EXERCISE
Locate each line in the data below that contains the string "target" and copy those lines out in full.

DATA PROVIDED
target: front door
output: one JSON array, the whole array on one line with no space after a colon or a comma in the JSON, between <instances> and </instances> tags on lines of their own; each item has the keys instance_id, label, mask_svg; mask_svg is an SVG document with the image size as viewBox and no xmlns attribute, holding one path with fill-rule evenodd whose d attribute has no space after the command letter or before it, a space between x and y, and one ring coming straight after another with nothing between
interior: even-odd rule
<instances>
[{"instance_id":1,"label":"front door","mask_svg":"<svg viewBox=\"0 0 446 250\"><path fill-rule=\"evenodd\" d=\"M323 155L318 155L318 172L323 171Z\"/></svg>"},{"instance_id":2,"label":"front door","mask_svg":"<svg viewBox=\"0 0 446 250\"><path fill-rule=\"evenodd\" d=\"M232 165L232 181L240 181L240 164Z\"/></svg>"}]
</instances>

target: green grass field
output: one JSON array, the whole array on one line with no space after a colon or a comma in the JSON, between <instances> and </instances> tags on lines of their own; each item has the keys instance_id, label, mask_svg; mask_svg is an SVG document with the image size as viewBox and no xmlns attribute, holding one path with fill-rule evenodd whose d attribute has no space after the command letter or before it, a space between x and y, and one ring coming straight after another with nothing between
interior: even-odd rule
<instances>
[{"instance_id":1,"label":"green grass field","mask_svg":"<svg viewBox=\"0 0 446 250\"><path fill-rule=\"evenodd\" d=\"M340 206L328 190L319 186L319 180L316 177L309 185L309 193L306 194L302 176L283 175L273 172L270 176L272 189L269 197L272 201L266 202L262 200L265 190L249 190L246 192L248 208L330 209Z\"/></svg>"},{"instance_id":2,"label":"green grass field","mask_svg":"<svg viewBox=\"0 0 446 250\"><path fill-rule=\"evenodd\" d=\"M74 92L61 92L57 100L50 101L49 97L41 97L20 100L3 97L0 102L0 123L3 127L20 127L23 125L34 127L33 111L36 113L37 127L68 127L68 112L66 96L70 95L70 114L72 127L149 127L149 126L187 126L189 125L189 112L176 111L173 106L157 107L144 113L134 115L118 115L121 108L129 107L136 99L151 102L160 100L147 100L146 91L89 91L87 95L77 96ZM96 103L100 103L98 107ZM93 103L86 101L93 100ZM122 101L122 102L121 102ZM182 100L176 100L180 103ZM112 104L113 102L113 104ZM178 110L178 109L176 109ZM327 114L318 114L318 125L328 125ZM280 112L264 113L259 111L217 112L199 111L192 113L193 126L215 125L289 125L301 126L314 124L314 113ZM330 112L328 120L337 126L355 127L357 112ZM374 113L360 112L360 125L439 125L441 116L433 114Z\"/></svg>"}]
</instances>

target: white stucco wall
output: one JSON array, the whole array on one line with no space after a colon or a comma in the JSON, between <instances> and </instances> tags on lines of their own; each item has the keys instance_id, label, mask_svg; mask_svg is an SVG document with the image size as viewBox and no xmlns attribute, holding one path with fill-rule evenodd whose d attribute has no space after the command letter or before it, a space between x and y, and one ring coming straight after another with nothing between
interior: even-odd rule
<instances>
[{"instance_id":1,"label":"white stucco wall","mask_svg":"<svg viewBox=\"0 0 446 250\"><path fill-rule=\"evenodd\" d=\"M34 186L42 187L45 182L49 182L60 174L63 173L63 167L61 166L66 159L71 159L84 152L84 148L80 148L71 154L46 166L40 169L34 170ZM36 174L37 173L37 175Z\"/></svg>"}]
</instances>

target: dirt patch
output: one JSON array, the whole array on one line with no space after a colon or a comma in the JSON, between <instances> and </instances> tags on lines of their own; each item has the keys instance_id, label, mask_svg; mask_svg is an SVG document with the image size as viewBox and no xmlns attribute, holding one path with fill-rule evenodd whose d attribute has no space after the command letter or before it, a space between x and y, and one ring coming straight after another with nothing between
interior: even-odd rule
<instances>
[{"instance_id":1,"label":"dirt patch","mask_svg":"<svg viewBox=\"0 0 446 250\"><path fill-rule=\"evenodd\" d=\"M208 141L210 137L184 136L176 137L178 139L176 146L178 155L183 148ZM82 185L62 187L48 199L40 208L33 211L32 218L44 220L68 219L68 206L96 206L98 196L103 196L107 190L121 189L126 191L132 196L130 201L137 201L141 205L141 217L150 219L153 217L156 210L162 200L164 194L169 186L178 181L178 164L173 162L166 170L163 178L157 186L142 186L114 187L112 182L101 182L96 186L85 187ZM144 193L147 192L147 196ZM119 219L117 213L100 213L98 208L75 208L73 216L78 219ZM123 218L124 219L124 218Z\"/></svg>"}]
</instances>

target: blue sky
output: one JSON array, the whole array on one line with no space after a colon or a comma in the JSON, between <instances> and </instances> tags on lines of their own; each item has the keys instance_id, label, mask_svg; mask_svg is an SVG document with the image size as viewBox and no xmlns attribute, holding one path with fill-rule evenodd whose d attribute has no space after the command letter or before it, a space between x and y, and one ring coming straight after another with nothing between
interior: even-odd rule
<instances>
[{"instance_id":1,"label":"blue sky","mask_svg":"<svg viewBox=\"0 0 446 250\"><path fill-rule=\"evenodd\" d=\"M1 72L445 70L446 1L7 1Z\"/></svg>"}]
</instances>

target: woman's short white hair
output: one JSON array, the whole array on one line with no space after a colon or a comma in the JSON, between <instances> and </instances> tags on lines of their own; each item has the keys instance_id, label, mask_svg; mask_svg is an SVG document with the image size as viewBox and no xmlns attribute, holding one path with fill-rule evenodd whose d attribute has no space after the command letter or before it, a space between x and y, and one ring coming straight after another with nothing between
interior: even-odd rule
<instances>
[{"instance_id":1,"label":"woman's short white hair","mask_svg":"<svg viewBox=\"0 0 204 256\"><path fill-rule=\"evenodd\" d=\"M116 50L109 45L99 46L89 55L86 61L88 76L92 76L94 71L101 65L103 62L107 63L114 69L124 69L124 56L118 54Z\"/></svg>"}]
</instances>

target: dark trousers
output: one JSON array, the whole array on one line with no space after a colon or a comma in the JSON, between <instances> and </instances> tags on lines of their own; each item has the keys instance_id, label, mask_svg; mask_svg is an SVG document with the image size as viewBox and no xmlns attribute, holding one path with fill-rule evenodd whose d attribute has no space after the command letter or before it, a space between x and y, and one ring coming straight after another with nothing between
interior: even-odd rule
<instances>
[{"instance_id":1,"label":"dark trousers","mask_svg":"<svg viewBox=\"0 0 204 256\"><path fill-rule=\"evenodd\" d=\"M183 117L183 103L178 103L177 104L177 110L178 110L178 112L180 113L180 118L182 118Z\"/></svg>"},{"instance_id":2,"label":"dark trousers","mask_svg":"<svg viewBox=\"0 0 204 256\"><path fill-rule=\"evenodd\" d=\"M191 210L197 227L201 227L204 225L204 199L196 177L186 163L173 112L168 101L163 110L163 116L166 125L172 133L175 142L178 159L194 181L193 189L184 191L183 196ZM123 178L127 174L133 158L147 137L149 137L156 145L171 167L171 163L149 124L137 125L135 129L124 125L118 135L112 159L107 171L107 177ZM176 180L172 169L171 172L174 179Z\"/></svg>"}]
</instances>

REPLY TO THE TASK
target: front door
target: green grass field
target: white stucco wall
target: dirt patch
target: blue sky
target: woman's short white hair
target: dark trousers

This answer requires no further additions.